## Set task
Please gather and copy every line below that contains the word "kayaker", treating uppercase and lowercase as different.

Stored records:
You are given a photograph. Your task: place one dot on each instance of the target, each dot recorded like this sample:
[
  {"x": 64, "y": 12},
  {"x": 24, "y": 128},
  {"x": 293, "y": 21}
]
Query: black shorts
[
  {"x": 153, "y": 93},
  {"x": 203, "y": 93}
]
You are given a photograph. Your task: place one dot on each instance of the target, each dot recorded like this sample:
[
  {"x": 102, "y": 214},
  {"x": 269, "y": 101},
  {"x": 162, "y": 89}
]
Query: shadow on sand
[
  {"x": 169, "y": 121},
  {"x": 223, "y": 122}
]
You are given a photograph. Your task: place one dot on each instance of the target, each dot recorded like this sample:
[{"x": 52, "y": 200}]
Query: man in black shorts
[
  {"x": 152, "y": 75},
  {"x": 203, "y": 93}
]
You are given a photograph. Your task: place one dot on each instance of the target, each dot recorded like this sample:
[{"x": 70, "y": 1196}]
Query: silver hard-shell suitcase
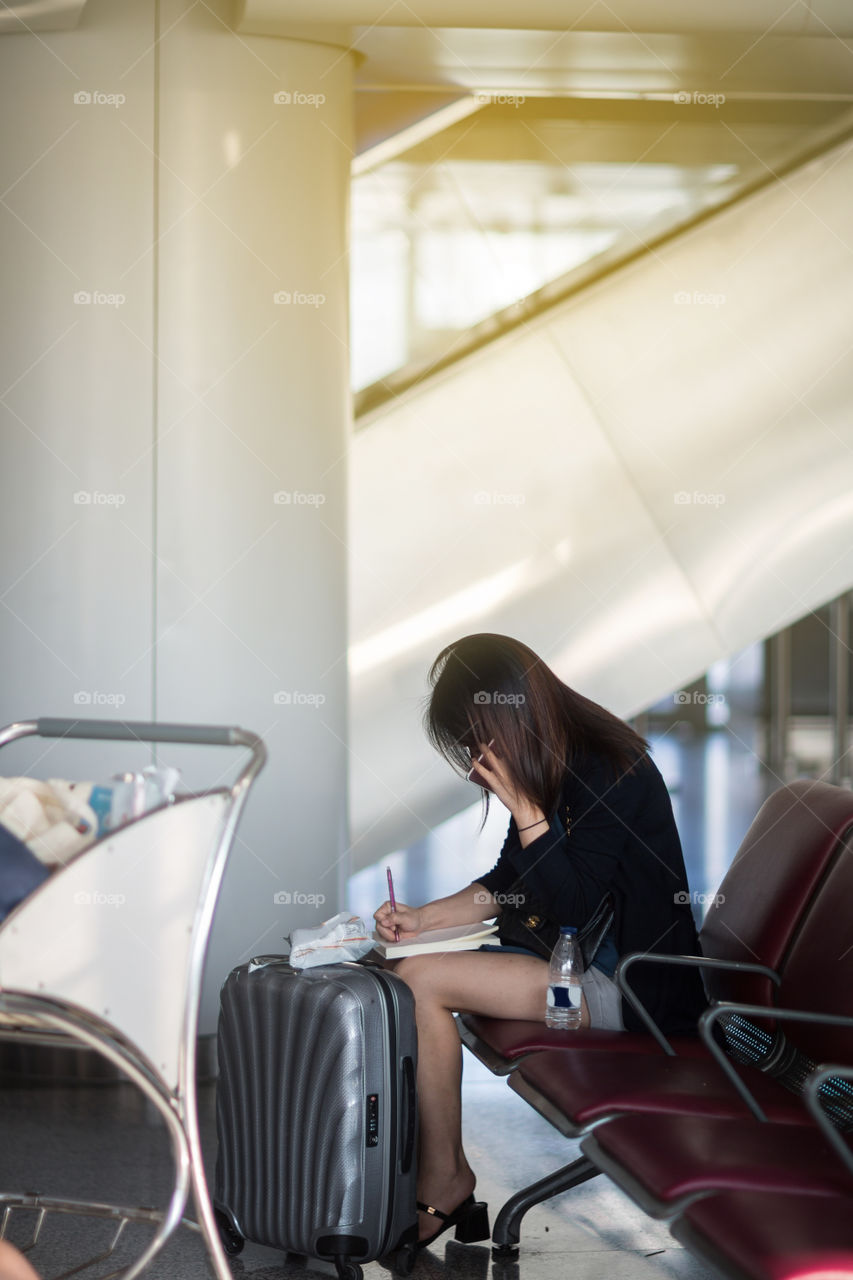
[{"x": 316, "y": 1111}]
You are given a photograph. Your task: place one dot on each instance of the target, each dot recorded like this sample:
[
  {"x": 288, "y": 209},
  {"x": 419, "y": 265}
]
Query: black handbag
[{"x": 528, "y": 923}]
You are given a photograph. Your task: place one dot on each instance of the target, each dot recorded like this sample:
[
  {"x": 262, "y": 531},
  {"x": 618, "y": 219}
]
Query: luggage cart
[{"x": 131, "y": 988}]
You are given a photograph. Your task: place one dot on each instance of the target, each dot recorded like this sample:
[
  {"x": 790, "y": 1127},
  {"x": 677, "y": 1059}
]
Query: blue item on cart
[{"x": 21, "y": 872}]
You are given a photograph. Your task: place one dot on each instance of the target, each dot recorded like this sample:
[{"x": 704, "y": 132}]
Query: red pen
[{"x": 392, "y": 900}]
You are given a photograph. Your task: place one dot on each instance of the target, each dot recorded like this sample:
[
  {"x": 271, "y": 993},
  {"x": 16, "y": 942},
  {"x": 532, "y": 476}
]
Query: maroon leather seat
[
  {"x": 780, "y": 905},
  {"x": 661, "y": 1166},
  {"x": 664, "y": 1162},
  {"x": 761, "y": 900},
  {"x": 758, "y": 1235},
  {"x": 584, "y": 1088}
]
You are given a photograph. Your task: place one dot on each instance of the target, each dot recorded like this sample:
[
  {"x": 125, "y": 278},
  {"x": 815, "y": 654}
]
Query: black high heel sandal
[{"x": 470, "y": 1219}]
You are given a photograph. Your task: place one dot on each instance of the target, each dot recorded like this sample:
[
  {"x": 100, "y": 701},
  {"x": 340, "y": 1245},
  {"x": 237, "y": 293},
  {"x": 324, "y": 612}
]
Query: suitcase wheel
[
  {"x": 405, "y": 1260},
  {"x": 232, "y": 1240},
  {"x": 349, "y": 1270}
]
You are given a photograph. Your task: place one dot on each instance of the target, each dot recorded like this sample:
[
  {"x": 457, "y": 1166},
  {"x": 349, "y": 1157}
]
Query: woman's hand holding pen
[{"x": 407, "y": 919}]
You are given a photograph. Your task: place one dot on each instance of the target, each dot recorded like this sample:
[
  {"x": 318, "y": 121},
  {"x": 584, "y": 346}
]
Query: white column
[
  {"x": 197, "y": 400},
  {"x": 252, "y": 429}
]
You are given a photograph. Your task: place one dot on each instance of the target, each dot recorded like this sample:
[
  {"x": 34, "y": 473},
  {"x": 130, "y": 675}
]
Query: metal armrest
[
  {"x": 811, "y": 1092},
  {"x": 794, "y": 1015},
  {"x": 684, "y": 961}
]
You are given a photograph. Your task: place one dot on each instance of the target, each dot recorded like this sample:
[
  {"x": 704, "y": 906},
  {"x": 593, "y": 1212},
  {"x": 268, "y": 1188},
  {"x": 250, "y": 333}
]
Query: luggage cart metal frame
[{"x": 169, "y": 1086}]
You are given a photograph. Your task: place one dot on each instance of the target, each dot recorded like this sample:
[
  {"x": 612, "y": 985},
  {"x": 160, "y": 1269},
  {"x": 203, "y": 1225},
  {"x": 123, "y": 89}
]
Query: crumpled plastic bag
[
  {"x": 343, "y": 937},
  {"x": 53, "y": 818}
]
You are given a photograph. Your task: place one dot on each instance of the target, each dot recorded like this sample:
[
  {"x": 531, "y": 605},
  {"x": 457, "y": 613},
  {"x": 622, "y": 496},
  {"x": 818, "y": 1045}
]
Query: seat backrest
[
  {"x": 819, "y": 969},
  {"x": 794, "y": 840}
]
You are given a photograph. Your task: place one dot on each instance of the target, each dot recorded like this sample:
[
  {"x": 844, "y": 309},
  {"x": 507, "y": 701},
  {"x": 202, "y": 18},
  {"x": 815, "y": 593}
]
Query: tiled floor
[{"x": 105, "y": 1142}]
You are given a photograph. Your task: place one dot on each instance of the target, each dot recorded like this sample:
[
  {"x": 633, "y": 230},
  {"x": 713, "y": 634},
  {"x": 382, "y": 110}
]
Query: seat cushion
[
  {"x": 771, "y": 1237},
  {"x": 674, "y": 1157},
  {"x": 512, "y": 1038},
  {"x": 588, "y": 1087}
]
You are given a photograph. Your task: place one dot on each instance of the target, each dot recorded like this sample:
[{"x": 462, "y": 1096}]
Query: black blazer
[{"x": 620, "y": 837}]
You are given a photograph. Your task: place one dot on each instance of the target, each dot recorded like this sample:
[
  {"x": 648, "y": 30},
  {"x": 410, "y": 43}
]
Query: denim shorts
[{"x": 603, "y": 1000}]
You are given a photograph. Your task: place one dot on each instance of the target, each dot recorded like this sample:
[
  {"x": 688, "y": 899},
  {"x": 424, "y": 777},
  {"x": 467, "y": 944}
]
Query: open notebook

--

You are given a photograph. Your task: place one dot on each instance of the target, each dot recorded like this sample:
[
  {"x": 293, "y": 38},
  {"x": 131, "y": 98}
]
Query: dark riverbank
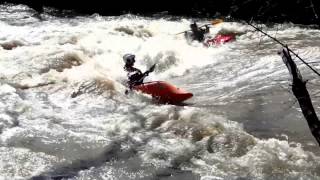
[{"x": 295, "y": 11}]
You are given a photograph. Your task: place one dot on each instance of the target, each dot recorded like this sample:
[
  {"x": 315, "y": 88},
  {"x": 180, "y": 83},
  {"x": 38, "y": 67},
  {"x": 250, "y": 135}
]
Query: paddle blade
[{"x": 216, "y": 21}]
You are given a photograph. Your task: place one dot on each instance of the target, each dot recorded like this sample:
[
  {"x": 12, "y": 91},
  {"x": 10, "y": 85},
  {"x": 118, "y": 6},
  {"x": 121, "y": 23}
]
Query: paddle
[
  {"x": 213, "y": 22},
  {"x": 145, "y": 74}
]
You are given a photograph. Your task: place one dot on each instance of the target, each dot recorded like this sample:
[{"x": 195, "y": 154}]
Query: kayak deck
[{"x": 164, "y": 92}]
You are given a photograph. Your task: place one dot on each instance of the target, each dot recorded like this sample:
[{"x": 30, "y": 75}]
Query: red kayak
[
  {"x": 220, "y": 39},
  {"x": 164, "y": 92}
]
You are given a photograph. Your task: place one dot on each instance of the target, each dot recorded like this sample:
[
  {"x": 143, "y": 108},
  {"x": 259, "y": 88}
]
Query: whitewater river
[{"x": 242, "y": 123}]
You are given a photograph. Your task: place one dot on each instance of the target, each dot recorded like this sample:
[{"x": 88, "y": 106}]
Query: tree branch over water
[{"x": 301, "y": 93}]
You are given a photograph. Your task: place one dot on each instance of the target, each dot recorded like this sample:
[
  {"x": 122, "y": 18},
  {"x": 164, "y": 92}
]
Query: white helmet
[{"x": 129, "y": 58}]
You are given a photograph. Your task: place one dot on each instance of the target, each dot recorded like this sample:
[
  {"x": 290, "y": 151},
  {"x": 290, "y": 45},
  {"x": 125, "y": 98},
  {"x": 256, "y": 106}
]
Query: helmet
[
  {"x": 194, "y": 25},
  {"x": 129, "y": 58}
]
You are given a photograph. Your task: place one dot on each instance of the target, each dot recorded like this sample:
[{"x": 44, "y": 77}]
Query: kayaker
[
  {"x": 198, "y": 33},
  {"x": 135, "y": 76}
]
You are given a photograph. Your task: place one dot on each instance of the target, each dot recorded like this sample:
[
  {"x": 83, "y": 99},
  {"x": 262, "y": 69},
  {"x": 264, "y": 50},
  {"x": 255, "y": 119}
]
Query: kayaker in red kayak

==

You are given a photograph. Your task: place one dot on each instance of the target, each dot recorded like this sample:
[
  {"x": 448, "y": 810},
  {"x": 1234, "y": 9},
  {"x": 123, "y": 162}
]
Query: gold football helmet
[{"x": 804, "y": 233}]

## Full solution
Query: kayaker
Query: kayaker in red kayak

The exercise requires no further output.